_WHAT YOU NEED TO DO_
Every line of the entries below that carries the string "mountain" should be copied.

Dataset entries
--------------------------------------------------

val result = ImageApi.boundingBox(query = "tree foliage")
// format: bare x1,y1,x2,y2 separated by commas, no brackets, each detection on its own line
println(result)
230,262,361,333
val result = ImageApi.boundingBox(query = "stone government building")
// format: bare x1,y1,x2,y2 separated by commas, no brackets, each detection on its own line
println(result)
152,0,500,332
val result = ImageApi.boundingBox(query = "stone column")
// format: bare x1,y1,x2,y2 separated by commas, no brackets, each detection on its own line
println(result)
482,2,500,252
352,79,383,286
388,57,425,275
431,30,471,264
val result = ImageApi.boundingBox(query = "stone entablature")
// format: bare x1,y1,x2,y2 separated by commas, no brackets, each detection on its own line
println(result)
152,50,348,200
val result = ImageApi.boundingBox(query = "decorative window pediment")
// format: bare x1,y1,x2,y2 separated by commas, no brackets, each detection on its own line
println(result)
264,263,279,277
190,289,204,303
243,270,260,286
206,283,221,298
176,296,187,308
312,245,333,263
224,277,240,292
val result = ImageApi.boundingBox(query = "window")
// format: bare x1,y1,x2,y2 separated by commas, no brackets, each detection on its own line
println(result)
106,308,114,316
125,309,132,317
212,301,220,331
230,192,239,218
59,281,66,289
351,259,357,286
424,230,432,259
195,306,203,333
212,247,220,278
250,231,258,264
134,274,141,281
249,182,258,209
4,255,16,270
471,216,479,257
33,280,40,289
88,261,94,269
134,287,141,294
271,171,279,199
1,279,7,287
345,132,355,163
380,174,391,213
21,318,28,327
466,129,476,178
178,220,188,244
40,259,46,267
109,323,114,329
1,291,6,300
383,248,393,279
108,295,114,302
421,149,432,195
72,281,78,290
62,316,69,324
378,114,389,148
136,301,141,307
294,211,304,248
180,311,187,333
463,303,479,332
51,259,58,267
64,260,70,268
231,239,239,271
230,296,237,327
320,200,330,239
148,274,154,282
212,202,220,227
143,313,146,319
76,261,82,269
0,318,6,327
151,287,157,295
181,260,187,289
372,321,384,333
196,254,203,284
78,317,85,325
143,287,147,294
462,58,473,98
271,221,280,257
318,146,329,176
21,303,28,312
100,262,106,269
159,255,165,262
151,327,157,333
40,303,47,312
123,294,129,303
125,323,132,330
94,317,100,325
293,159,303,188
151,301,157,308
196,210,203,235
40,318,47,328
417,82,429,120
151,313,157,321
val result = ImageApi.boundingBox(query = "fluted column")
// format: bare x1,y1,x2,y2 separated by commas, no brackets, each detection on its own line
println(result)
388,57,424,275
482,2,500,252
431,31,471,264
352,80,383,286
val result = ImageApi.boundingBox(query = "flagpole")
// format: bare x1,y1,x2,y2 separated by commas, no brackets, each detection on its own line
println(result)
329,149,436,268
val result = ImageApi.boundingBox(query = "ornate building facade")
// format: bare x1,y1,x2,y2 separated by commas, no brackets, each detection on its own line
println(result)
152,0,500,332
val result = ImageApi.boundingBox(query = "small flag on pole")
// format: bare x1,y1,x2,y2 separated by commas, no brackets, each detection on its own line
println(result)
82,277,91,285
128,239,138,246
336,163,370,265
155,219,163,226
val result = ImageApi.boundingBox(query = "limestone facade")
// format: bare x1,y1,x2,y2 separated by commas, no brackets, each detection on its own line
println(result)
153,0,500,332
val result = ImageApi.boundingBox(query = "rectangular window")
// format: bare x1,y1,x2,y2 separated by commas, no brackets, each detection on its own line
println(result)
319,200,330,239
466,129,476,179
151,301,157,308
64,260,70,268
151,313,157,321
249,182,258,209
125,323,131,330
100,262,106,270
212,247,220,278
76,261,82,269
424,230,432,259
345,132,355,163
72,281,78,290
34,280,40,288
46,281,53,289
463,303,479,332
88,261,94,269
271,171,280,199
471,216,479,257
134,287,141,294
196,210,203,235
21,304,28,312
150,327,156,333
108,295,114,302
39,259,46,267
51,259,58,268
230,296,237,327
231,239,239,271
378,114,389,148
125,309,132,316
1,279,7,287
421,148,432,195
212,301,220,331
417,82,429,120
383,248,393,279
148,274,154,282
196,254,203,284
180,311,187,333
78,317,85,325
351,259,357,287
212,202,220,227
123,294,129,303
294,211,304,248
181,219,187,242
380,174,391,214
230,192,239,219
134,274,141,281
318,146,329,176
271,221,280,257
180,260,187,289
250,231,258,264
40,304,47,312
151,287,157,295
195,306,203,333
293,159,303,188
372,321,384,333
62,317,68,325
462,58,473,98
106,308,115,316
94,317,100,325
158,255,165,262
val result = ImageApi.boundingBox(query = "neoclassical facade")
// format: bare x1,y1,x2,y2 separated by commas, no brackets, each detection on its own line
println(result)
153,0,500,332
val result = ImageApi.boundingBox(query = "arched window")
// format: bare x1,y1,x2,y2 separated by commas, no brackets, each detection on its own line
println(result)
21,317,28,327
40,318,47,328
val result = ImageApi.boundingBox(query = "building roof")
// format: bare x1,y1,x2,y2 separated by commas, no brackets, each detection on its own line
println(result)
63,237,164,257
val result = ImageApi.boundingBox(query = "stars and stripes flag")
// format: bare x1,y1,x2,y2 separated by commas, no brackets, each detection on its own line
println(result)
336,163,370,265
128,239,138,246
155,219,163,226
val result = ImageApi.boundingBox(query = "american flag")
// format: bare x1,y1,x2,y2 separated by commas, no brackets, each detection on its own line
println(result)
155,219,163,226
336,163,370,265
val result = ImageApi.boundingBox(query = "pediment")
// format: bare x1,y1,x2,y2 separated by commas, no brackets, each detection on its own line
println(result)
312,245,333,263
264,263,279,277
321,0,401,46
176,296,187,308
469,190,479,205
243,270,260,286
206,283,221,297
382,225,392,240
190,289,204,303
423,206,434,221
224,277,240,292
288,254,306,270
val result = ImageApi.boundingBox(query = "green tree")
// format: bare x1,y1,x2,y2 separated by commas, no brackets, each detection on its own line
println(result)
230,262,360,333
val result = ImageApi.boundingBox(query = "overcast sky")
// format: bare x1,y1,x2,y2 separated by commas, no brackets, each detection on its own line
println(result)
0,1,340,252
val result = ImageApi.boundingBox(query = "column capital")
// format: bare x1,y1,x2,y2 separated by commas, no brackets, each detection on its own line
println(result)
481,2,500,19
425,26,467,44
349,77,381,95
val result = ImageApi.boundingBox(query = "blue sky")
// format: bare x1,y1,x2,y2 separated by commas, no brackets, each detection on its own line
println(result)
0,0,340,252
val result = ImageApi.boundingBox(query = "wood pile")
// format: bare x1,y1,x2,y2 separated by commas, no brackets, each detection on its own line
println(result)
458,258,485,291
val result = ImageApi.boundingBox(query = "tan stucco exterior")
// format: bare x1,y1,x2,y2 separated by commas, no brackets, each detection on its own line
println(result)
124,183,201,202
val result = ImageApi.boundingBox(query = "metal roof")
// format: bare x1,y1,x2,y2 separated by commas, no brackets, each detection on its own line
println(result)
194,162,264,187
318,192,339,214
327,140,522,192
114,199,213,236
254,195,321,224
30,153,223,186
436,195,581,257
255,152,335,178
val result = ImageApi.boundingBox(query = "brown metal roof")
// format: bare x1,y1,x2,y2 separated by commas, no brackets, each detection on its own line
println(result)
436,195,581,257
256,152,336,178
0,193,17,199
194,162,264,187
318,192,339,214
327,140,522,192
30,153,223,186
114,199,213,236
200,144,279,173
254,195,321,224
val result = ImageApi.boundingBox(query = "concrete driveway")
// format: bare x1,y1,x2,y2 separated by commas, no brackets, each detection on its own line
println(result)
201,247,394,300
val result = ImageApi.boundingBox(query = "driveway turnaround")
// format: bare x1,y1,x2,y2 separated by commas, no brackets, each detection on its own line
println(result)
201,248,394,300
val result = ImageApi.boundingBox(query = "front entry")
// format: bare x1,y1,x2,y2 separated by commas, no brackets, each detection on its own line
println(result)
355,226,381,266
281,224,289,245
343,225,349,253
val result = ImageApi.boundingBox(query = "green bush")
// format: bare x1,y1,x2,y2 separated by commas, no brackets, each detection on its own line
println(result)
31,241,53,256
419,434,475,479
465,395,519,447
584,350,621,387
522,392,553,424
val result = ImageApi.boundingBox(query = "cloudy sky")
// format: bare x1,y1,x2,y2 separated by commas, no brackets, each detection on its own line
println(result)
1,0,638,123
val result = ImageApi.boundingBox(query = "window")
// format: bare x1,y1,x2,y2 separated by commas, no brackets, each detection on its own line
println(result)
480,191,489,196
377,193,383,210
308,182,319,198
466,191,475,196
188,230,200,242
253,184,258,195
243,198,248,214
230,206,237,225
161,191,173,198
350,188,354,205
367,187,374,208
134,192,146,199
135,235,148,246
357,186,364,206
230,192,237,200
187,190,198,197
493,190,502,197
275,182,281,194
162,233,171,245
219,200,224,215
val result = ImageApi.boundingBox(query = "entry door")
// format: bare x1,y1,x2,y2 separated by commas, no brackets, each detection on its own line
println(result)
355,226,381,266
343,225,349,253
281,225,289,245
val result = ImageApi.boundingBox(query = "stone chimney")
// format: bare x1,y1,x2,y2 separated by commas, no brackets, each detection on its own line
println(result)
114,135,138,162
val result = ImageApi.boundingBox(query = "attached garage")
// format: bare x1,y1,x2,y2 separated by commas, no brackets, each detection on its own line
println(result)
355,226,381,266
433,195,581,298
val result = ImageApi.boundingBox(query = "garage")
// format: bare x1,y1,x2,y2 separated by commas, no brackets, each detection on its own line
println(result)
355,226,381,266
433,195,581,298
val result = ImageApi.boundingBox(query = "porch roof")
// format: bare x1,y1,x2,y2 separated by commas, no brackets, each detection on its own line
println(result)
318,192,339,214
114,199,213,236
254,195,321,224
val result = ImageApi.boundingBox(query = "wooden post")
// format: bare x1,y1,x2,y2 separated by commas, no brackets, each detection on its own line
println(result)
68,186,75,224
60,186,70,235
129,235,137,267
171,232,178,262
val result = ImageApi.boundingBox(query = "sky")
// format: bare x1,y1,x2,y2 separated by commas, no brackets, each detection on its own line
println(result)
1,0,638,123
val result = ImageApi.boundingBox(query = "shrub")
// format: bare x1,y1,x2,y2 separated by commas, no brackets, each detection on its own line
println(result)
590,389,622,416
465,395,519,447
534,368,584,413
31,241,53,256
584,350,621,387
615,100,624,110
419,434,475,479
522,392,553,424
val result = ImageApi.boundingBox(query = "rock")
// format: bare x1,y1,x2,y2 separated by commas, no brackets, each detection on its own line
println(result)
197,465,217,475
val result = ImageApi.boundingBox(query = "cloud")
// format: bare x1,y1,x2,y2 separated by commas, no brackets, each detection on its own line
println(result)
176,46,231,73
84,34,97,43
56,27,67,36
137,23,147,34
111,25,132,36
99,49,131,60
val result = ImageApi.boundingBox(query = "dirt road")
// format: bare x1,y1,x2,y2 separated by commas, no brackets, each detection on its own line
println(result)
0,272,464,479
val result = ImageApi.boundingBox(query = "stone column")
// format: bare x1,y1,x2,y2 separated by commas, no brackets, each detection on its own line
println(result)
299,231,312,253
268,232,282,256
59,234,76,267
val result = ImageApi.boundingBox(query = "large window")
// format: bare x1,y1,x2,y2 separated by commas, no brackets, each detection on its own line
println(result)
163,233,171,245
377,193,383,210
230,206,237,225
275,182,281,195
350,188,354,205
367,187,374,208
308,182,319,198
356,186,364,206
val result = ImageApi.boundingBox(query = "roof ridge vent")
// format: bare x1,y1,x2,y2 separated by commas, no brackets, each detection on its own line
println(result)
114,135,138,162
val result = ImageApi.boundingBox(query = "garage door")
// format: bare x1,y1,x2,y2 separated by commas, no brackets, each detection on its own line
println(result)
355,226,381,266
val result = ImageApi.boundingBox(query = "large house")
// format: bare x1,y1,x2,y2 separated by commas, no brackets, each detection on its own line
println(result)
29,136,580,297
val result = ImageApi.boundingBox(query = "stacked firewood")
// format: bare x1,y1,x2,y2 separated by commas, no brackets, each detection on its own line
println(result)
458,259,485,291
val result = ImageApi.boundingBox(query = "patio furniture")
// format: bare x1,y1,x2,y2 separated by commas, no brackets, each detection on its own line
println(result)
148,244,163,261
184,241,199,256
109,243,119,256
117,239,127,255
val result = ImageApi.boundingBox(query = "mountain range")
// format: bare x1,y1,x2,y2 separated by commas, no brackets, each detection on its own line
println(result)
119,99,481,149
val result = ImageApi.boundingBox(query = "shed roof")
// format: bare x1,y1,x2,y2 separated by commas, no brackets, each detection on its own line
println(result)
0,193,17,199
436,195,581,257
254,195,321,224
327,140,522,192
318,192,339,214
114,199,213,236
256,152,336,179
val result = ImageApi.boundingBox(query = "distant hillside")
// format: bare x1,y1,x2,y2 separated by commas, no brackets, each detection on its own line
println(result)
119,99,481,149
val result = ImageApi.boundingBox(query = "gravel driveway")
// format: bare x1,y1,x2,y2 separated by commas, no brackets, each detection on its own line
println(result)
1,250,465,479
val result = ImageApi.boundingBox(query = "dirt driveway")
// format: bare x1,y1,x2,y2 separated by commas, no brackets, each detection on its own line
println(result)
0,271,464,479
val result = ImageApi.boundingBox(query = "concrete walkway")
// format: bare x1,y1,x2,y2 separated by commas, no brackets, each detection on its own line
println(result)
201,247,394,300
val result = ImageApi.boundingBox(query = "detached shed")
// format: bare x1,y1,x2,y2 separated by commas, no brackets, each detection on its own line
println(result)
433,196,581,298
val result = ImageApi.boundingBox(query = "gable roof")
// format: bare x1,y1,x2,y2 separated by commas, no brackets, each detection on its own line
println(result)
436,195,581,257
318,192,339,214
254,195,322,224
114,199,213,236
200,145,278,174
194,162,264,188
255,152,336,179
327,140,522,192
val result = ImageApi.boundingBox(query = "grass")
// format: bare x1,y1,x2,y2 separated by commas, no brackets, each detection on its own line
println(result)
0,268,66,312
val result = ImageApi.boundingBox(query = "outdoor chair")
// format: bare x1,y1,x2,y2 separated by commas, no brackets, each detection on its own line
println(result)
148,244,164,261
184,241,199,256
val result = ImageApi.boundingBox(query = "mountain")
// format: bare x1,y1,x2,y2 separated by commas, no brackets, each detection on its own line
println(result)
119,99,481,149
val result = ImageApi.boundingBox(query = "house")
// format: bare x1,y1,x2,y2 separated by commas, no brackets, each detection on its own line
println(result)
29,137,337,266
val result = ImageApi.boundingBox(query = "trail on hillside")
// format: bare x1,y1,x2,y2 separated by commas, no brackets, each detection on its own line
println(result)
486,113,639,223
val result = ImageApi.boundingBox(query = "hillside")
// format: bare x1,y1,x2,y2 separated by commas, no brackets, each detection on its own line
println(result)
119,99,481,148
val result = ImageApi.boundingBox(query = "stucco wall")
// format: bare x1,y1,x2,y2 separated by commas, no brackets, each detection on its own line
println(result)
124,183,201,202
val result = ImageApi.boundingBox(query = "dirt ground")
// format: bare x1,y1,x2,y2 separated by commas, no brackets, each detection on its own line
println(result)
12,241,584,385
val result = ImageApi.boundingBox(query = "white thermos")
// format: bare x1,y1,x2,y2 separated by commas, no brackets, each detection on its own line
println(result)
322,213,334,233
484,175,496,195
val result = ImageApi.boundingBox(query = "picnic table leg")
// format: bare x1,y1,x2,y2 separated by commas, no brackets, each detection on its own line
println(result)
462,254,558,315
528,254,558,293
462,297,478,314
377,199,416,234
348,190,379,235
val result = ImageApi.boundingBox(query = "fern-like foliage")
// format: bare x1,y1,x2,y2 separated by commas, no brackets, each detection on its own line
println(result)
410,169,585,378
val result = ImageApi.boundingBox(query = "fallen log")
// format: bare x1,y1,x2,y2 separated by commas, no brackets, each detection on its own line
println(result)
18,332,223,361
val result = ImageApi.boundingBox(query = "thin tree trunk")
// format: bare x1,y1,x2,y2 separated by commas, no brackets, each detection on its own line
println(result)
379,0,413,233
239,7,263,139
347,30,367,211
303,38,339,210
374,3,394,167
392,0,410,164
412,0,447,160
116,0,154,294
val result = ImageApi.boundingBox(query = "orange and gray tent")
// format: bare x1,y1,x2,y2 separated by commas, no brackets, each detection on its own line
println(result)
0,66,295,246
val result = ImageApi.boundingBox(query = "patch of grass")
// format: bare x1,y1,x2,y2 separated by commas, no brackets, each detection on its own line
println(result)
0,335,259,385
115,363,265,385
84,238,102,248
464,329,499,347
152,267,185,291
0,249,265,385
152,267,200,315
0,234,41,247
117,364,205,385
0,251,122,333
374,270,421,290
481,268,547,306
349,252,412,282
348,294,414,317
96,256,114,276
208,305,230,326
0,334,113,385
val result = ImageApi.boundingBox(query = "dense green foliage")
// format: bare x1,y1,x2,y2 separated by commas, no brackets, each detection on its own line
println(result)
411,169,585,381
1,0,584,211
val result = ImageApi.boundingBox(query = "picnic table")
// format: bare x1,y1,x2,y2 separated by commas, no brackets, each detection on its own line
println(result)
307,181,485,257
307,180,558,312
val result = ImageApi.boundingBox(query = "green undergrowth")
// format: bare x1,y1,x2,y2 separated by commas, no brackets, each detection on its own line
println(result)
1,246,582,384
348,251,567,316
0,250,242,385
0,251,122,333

--------------------------------------------------

_WRITTEN RESPONSE_
val result = ImageApi.boundingBox(query = "mountain range")
val result = ImageApi.boundingBox(query = "mountain")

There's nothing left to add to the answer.